### Exercise instructions
Every record here needs to be retyped exactly.

Items listed in a dataset:
----

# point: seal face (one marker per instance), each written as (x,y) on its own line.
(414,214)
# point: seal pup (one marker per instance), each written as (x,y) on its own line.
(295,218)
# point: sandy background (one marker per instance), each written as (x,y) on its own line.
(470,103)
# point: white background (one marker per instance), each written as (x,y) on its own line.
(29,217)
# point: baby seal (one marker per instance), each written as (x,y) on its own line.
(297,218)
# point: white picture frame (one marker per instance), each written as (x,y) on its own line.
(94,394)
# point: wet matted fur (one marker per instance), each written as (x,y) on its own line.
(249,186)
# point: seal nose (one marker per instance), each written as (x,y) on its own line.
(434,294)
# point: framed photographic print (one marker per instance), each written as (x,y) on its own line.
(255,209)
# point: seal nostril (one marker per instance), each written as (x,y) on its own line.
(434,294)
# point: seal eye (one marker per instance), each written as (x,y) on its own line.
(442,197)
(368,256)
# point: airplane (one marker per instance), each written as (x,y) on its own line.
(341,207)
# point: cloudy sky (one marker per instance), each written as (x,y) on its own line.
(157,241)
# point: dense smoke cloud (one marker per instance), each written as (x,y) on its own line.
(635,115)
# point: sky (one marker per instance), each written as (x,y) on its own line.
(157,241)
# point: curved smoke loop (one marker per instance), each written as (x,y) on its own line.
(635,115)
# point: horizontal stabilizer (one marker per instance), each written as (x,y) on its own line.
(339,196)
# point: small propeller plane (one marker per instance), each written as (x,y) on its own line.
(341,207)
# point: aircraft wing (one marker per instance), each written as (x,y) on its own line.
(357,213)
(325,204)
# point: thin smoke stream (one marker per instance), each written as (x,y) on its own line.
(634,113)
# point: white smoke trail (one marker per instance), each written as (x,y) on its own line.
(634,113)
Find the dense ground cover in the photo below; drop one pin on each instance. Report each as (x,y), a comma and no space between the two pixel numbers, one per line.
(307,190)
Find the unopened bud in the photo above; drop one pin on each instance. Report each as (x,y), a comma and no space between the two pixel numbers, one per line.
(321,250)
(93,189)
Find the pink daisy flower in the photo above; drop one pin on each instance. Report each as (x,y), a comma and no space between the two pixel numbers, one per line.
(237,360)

----

### Result for this task
# point: seal face (one marker per instance), each written as (x,y) on its own line.
(414,214)
# point: seal pup (one marker per instance), each written as (x,y) on its own line.
(295,218)
# point: sandy background (one marker per instance), each written as (x,y) on its own line.
(470,103)
# point: white background (one marker per instance), each written as (x,y) on its own line.
(29,217)
# point: baby seal (one marker per instance), each written as (x,y) on its own line.
(297,218)
# point: white picture frame (one marker per instance), each written as (x,y) on its own line.
(94,394)
# point: wet matted fur (one marker per instance), each written as (x,y) on its own line.
(249,186)
# point: seal nose (one marker per instance), each written as (x,y) on its own line.
(434,294)
# point: framed photographic print (one marker per instance), each written as (x,y) on its own line.
(255,209)
# point: seal nostril (one marker per instance), each written as (x,y) on its own line.
(434,294)
# point: seal eye (one marker per instance), each written as (x,y) on its own line.
(442,197)
(368,256)
# point: airplane (one marker per instance), each written as (x,y) on its own line.
(341,207)
# point: cloudy sky (one marker per instance), each written as (x,y) on its own line.
(157,241)
# point: dense smoke cloud (one marker per instance), each written as (x,y) on its own line.
(635,115)
# point: sky (one marker per instance), each written as (x,y) on its own line.
(157,241)
# point: curved smoke loop (one marker per instance), each written as (x,y) on its own line.
(635,115)
# point: horizontal stabilizer (one marker per instance), each written as (x,y) on its own line.
(339,196)
# point: small propeller plane (one marker per instance), each written as (x,y) on its own line.
(341,207)
# point: aircraft wing (one marker per instance), each written as (x,y) on its own line.
(357,213)
(325,204)
# point: thin smoke stream (one marker per instance), each written as (x,y) on its own line.
(634,113)
# point: white smoke trail (one marker per instance), each written as (x,y) on its own line.
(634,113)
Find the dense ground cover in the photo below; drop one pin on each instance. Report each as (x,y), a comma and no space between the two pixel numbers, one per line.
(307,190)
Find the unopened bud in the photo above; drop one pin on each instance. Report each as (x,y), a comma and no space between the two pixel numbers, one per line.
(321,250)
(93,189)
Find the pink daisy flower in the photo above; drop one pin on each instance. Report each as (x,y), a comma and no space between the two pixel numbers, one per line.
(237,360)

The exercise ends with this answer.